### [THE TASK]
Each record is to be printed exactly as given, down to the last mark.

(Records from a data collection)
::::

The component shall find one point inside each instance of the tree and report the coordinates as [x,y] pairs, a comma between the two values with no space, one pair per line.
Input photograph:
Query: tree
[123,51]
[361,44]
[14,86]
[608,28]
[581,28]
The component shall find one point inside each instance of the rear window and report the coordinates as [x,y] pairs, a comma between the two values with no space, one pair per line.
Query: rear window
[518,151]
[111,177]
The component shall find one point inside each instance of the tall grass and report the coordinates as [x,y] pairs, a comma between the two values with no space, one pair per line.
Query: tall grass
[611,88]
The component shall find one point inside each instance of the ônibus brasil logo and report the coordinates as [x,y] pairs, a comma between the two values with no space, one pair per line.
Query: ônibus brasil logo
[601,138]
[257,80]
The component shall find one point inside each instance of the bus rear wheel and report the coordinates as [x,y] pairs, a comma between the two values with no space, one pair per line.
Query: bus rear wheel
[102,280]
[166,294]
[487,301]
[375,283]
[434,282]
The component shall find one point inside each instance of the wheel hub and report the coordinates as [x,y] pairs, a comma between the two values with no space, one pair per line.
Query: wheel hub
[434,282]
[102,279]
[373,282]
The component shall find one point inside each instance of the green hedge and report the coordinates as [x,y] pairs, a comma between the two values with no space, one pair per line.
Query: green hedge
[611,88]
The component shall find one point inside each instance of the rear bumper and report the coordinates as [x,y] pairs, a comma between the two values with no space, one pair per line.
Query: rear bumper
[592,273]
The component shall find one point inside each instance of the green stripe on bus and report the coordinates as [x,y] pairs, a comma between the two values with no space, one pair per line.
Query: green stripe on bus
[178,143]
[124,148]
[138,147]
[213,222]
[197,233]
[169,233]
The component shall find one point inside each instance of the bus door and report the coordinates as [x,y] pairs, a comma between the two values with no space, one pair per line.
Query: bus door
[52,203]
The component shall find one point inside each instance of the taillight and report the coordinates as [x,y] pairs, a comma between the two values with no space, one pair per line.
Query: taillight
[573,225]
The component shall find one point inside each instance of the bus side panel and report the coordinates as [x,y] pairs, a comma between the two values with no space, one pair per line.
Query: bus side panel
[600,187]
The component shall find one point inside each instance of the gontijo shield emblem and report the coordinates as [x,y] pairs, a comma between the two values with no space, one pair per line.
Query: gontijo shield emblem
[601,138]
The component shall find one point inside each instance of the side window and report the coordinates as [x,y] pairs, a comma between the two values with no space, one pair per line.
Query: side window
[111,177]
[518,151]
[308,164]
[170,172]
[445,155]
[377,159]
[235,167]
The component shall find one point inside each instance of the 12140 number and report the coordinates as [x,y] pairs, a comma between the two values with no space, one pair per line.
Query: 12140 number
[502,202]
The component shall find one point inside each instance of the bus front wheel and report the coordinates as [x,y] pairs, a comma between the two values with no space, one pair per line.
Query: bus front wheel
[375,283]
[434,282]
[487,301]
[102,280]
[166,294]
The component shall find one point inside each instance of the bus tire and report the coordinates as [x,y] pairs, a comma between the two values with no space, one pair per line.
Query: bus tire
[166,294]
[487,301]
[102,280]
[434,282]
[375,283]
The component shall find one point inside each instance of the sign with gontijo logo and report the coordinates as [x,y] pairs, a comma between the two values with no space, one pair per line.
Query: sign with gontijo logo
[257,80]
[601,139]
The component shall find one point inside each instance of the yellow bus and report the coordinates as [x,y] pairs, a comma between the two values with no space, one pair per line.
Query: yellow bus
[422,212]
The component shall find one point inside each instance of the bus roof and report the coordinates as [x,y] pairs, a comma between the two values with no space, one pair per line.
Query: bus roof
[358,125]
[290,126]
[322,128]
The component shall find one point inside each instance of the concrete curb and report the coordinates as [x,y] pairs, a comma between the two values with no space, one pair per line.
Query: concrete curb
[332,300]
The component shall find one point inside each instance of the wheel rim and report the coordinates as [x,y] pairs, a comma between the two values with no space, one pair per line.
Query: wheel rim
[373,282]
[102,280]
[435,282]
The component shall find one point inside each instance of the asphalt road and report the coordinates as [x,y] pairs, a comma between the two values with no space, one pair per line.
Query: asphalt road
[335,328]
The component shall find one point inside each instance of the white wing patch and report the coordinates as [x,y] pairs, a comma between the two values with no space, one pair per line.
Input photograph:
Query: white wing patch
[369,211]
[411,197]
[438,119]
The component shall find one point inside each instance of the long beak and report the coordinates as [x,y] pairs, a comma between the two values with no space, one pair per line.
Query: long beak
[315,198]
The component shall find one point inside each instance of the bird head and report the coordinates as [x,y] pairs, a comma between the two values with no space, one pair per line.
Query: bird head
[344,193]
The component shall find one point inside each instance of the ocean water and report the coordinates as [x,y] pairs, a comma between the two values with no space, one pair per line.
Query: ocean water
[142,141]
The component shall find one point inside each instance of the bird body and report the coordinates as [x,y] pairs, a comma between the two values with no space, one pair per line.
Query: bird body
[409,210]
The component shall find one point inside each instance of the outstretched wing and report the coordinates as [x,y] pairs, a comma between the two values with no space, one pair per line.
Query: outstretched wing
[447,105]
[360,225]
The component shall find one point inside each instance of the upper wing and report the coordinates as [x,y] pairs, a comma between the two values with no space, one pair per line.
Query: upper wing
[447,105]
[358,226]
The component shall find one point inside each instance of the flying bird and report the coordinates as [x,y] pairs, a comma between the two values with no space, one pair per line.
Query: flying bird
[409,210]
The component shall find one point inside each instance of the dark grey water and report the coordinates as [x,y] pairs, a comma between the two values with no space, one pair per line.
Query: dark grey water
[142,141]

::::

### [RESULT]
The component shall find one point inside each instance of the tree and report the coordinates as [x,y] pairs, a comma between the two values with no space, one pair per line.
Input photograph:
Query: tree
[123,51]
[361,44]
[14,86]
[608,28]
[581,28]
The component shall find one point inside each instance of the rear window and report the coordinates as [x,y] pairs, a comma between the two values with no space, one pair per line.
Query: rear window
[518,151]
[111,177]
The component shall find one point inside each instance of the tall grass and report the coordinates as [x,y] pairs, a comma between the two values with no space, one pair per line.
Query: tall grass
[611,88]
The component shall find one point inside each instance of the ônibus brasil logo and report the coordinates as [x,y] pairs, a comma between the two values with no space, one pair per line.
Query: ônibus brasil logo
[601,138]
[257,80]
The component shall find one point inside each instance of the bus rear wheel and report the coordinates as [x,y] pairs, a comma between the two values with no space, one pair per line.
Query: bus rear wheel
[102,280]
[166,294]
[487,301]
[375,283]
[434,282]
The component shall find one point inside each instance of the wheel hub and report the coordinates as [x,y] pairs, a comma between the two values with no space, one pair per line.
Query: wheel hub
[434,282]
[102,279]
[373,282]
The component shall find one point inside each instance of the green hedge and report the coordinates as [x,y] pairs, a comma between the two values with no space, one pair per line.
Query: green hedge
[611,88]
The component shall find one point inside each instance of the rear bumper and report the coordinates as [x,y] pairs, a comma between the two values with no space, one pair per line.
Query: rear bumper
[592,273]
The component shall find one point inside each instance of the green stripe on bus and report the coordinates as [x,y] pairs, a comma between the two values with no space, one pair per line.
Query: green stripe on bus
[178,143]
[124,148]
[138,147]
[213,222]
[197,233]
[169,233]
The component shall find one point inside each instance of the bus door and report the coordinates as [x,y] pairs, a comma between the two values with no space, one pair per line.
Query: bus door
[52,203]
The component shall find one point inside each instance of the taillight and report the coordinates as [x,y] pairs, a comma between the two values with no space, one pair per line.
Query: taillight
[573,225]
The component shall find one point inside each instance of the bus side panel and report the coordinates as [x,y] pairs, a comma between the two values with no space, one pair per line.
Query: bus side panel
[600,187]
The component shall find one point inside each instance of the gontijo shield emblem and report the coordinates as [x,y] pairs, a comma between the two values with no space, one pair per line.
Query: gontijo shield emblem
[601,138]
The component shall find one point inside each instance of the side window and report the coordinates as [x,y] pairs, a comma between the two values with no space, one pair per line.
Query: side window
[111,177]
[518,151]
[308,164]
[170,172]
[445,155]
[377,159]
[235,167]
The component shall find one point inside each instance of the 12140 number and report the coordinates as [x,y] pairs, a comma between the two values with no space, one pair per line.
Query: 12140 number
[502,202]
The component shall find one point inside each instance of the bus front wheel and report the coordinates as [x,y] pairs, a comma between the two values with no space, one pair per line.
Query: bus front wheel
[375,283]
[434,282]
[487,301]
[102,280]
[166,294]
The component shall find one point inside each instance of the bus tire and report the coordinates as [x,y] pairs, a comma between the two values with no space, one pair per line.
Query: bus tire
[166,294]
[487,301]
[102,280]
[434,282]
[375,283]
The component shall find one point inside each instance of the sign with gontijo logo and report the coordinates as [x,y] pairs, a comma between the two values with no space, one pair per line.
Query: sign with gontijo logo
[257,80]
[601,139]
The component shall find one point inside each instance of the yellow bus and report the coordinates as [x,y] pairs, a comma between the two values with no space, one pair per line.
Query: yellow bus
[422,212]
The component shall find one point inside each instance of the bus roof and report the coordinates as [x,y] pairs, a comma between the two values with no space, one pair per line.
Query: bus roof
[358,125]
[290,126]
[322,128]
The component shall find one point inside each instance of the concrete curb and report the coordinates as [x,y] pairs, a comma between the two values with no space, one pair per line.
Query: concrete curb
[332,300]
The component shall find one point inside each instance of the wheel rim and report the coordinates as [x,y] pairs, a comma between the two values with no space, one pair per line.
Query: wheel rim
[373,282]
[102,280]
[435,282]
The component shall find one point inside each instance of the asphalt road and report the coordinates as [x,y] pairs, a comma between the two values with no space, one pair per line.
Query: asphalt road
[335,328]
The component shall find one point inside each instance of the white wing patch and report the coordinates as [x,y] pairs, a comma between the two values with no space, one pair per line.
Input photograph:
Query: white wing patch
[369,211]
[411,197]
[438,119]
The component shall find one point inside each instance of the long beak and report the coordinates as [x,y] pairs, a comma between the two values with no space, one pair per line.
Query: long beak
[315,198]
The component shall find one point inside each instance of the bird head and report the coordinates as [x,y] pairs, a comma between the two values with no space, one pair per line.
Query: bird head
[344,193]
The component shall find one point inside each instance of the ocean water and report the coordinates as [x,y] pairs, a comma between the two values with no space, one pair per line.
Query: ocean water
[142,141]
The component shall find one point inside each instance of the bird body and report the coordinates as [x,y] pairs, a comma between the two values with no space, one pair per line.
Query: bird body
[409,210]
The component shall find one point inside each instance of the outstretched wing and report the coordinates as [x,y] pairs, a comma between the two values with no space, one pair per line.
Query: outstretched wing
[447,105]
[360,225]
The component shall find one point inside each instance of the upper wing and report the coordinates as [x,y] pairs, a comma between the two values with no space, one pair per line.
Query: upper wing
[447,105]
[358,226]
The component shall find one point inside each instance of the flying bird and report the coordinates as [x,y] pairs, a comma between the two values with no space, one pair per line.
Query: flying bird
[409,210]
The component shall find one point inside each instance of the dark grey water and report the coordinates as [x,y] pairs, a comma between the two values with no space, one pair per line.
Query: dark grey water
[142,141]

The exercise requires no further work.